» **Your instructions**: Update the data below by changing "even-odd convention" to "even-odd rule" wherever it appears, leaving everything else untouched.

» **Data entries**:
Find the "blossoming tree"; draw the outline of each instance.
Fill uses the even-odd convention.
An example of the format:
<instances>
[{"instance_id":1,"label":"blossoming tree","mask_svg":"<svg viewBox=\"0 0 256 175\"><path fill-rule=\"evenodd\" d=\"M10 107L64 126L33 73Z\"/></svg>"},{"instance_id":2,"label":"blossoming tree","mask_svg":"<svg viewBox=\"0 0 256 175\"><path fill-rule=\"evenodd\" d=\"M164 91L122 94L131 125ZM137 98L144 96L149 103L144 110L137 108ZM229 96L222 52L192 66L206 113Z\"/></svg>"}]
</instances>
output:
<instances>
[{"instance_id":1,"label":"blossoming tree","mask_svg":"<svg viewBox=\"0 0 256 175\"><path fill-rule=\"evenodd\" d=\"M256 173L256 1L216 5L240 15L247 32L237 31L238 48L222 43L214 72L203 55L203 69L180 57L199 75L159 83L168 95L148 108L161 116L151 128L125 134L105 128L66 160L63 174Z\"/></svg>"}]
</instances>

» **Task response**:
Find the "blossoming tree"; draw the outline of each instance.
Fill uses the even-odd rule.
An example of the format:
<instances>
[{"instance_id":1,"label":"blossoming tree","mask_svg":"<svg viewBox=\"0 0 256 175\"><path fill-rule=\"evenodd\" d=\"M10 107L64 126L33 73Z\"/></svg>"},{"instance_id":2,"label":"blossoming tree","mask_svg":"<svg viewBox=\"0 0 256 175\"><path fill-rule=\"evenodd\" d=\"M164 91L122 94L131 125ZM137 98L144 96L149 103L144 110L137 108ZM229 96L222 52L192 66L206 113Z\"/></svg>"}]
</instances>
output:
<instances>
[{"instance_id":1,"label":"blossoming tree","mask_svg":"<svg viewBox=\"0 0 256 175\"><path fill-rule=\"evenodd\" d=\"M256 173L256 1L216 5L240 15L247 32L237 31L238 48L222 43L214 72L203 55L203 69L180 57L199 75L159 83L168 95L148 108L161 116L151 128L125 134L105 128L66 160L63 174Z\"/></svg>"}]
</instances>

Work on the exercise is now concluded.